## Text to read
§ §
With client confidentiality seen as a ‘fake excuse’, lawyers have not fared well in the discourse over transparency in a lobbying bill.

I have been following the progress of the UK bill on lobbying (the elegantly named Transparency of Lobbying, Non-party Campaigning and Trade Union Administration Bill). It is causing just the kind of responses from transparency campaigners as its European counterpart – the European Commission’s and European Parliament’s Transparency Register. In both cases, campaigners feel that the initiatives don’t go far enough. They want to see lawyers fully included, on the same basis as others who might lobby. In the UK, it is a case of ‘Bring the lawyers within the jurisdiction of the bill’. At European level, where lawyers are included, they say ‘Make it a level playing field, and don’t let lawyer-client confidentiality be a fake excuse.’

At European level, the campaign has increased in pitch over recent weeks. It began with a prominent article in the New York Times about the activities of US law firms lobbying in Brussels, which was followed by a similar article in the German Der Spiegel. The New York Times article could have been written by one of the anti-lawyer campaigners, and was doubtless influenced by them. This can be seen by the language: the law firms are hiring politicians and officials with ‘fat paychecks’; or the law firms ‘are undercutting efforts to bring more transparency to lobbying in Brussels, citing lawyer-client confidentiality to evade a government-backed but voluntary disclosure effort’. I like the ‘citing’, as if it is not true, backed up immediately by a quote from a public affairs executive accusing the law firms of hiding behind confidentiality. And so on.
§ §
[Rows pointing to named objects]
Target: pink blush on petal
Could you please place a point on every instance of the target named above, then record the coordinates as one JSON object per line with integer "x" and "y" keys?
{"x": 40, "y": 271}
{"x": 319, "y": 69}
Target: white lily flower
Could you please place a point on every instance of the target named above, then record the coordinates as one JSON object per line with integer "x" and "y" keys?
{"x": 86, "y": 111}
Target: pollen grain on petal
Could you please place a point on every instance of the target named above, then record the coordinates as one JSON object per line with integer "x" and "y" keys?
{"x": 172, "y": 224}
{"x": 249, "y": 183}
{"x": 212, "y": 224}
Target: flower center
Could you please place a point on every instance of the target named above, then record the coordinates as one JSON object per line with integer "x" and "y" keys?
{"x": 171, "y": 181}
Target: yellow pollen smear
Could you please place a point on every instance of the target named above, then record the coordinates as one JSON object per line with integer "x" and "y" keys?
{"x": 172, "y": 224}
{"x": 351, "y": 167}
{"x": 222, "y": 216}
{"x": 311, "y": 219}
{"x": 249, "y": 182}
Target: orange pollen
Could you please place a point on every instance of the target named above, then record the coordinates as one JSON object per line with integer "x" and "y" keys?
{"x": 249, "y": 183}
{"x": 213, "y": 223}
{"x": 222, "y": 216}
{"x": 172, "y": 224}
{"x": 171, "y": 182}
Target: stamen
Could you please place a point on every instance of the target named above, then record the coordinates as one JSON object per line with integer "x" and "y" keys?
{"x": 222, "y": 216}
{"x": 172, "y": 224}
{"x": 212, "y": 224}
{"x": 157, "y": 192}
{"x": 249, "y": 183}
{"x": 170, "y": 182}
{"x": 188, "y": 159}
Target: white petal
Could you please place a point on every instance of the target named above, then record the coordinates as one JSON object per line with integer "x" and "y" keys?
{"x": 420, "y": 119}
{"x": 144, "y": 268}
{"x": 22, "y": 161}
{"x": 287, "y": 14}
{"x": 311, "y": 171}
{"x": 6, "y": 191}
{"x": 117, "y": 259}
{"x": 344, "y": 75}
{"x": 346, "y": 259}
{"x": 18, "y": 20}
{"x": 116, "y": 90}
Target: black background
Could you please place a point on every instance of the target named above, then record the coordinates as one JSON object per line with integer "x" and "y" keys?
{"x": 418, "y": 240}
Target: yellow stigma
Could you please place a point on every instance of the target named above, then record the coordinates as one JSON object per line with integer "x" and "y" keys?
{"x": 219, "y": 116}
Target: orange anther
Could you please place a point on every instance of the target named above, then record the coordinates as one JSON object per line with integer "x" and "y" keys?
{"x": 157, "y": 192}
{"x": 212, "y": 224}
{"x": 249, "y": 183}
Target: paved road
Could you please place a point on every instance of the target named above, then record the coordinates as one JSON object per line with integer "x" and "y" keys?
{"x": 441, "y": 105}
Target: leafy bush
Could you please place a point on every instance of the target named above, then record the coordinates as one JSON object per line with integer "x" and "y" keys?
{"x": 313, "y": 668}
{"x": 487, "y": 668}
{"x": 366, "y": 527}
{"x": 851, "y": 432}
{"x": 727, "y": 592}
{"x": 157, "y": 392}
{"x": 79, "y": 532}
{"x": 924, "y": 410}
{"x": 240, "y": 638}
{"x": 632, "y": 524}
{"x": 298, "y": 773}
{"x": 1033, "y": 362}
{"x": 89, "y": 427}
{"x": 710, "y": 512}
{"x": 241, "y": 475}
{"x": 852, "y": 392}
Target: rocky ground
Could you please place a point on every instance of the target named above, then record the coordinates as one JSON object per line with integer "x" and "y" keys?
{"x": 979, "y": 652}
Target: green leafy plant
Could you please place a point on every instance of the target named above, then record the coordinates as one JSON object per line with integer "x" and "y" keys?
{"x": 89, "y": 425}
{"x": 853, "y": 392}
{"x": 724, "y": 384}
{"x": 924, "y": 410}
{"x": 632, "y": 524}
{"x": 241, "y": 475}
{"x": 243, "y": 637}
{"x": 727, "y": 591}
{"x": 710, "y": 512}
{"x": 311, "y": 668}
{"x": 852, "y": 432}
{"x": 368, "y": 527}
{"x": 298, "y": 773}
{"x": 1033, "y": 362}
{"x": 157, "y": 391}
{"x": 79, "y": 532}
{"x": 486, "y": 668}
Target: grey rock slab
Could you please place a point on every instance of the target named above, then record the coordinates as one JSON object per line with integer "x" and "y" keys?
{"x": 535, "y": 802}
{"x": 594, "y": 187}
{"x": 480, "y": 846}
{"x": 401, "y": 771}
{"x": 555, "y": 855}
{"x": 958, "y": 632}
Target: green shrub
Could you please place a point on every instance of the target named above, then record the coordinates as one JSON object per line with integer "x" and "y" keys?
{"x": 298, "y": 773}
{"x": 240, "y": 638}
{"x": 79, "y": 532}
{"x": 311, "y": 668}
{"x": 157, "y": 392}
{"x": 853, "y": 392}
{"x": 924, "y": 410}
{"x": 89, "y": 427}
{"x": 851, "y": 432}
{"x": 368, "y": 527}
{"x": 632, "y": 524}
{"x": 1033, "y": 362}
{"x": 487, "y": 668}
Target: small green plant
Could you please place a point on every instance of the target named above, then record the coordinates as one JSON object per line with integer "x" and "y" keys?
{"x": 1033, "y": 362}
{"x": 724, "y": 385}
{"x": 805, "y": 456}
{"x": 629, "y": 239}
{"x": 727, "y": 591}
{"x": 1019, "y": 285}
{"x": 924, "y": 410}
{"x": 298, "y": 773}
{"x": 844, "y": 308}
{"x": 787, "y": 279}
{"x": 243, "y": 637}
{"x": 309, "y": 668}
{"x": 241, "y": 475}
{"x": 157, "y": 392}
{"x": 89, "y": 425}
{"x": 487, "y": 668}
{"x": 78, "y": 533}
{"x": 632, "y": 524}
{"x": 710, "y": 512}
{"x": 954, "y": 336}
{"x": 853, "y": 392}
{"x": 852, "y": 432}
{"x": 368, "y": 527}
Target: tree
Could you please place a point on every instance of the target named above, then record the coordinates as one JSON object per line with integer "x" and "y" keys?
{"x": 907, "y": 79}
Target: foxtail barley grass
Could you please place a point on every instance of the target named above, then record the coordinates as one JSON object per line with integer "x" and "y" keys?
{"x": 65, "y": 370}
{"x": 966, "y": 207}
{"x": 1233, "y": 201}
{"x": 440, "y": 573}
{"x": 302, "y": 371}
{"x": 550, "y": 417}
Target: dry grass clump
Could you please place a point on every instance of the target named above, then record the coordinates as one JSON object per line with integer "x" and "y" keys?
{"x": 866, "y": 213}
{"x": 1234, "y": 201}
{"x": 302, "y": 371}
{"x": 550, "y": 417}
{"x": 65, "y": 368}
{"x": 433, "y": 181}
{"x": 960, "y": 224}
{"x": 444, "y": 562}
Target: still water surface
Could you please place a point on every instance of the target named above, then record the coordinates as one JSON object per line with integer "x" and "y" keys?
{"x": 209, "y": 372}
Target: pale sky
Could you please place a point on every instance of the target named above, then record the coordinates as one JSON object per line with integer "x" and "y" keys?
§ §
## Prompt
In the text on the lobbying bill, rewrite the passage starting at "At European level, the" and ending at "confidentiality. And so on.", changing every "law firms" to "legal practices". These rows were taken from a separate source and are unrelated to the text.

## Solution to this task
At European level, the campaign has increased in pitch over recent weeks. It began with a prominent article in the New York Times about the activities of US legal practices lobbying in Brussels, which was followed by a similar article in the German Der Spiegel. The New York Times article could have been written by one of the anti-lawyer campaigners, and was doubtless influenced by them. This can be seen by the language: the legal practices are hiring politicians and officials with ‘fat paychecks’; or the legal practices ‘are undercutting efforts to bring more transparency to lobbying in Brussels, citing lawyer-client confidentiality to evade a government-backed but voluntary disclosure effort’. I like the ‘citing’, as if it is not true, backed up immediately by a quote from a public affairs executive accusing the legal practices of hiding behind confidentiality. And so on.